── MATERIAL FOR THIS EXERCISE

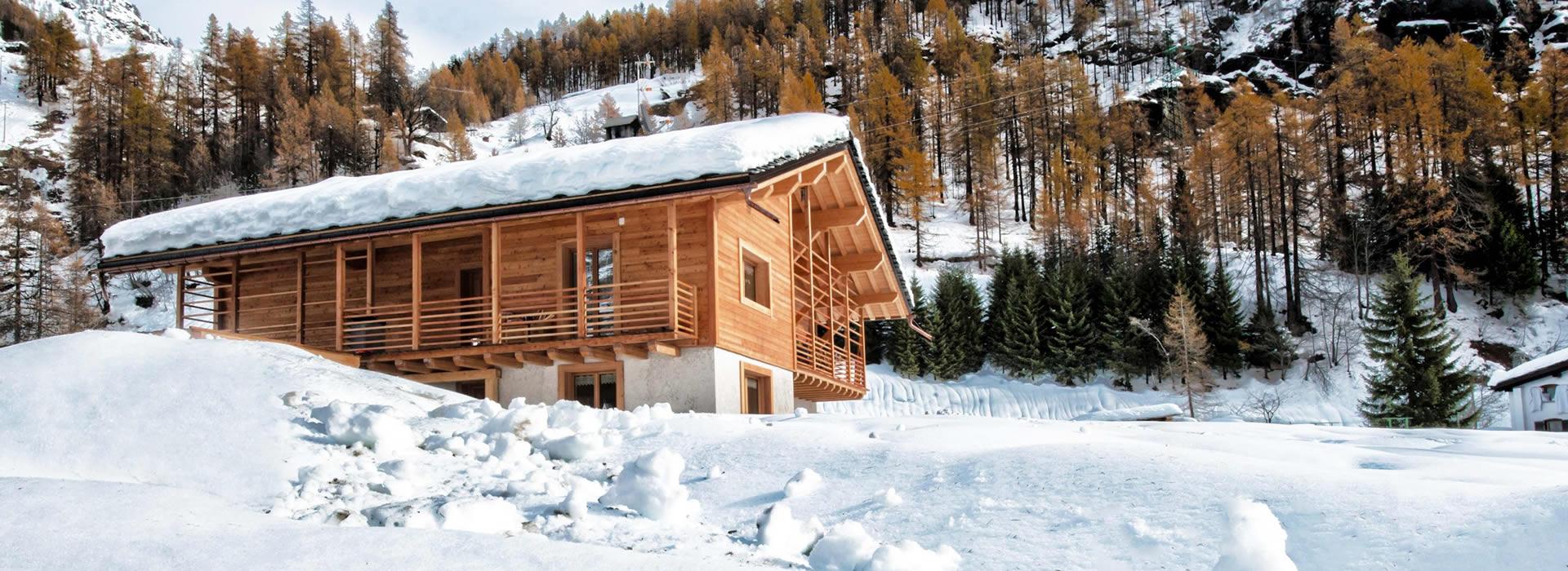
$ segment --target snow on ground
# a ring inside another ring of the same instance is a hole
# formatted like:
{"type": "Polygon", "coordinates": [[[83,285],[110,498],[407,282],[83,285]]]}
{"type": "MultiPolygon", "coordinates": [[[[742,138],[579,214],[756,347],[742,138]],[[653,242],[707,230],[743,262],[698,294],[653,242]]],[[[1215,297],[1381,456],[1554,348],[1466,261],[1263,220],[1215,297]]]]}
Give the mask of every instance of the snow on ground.
{"type": "Polygon", "coordinates": [[[0,568],[1568,560],[1551,433],[502,407],[105,332],[0,349],[0,568]]]}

────

* [PROBLEM STATEMENT]
Rewrite every line of the records above except the pictures. Increase each coordinate in the answers by 29 and leave all other numbers unchanged.

* [RESULT]
$ segment --target snow on ground
# a ring inside another ring of the same instance is a hole
# formatted like:
{"type": "Polygon", "coordinates": [[[83,285],[110,498],[407,282],[83,285]]]}
{"type": "MultiPolygon", "coordinates": [[[[742,138],[579,214],[756,347],[742,138]],[[653,242],[707,230],[743,262],[698,294],[653,242]]],[[[1215,297],[1381,456],[1554,348],[1466,261],[1263,220],[1215,297]]]]}
Give the mask of every instance of the snow on ground.
{"type": "Polygon", "coordinates": [[[29,597],[1597,589],[1580,462],[531,436],[134,361],[29,378],[29,597]]]}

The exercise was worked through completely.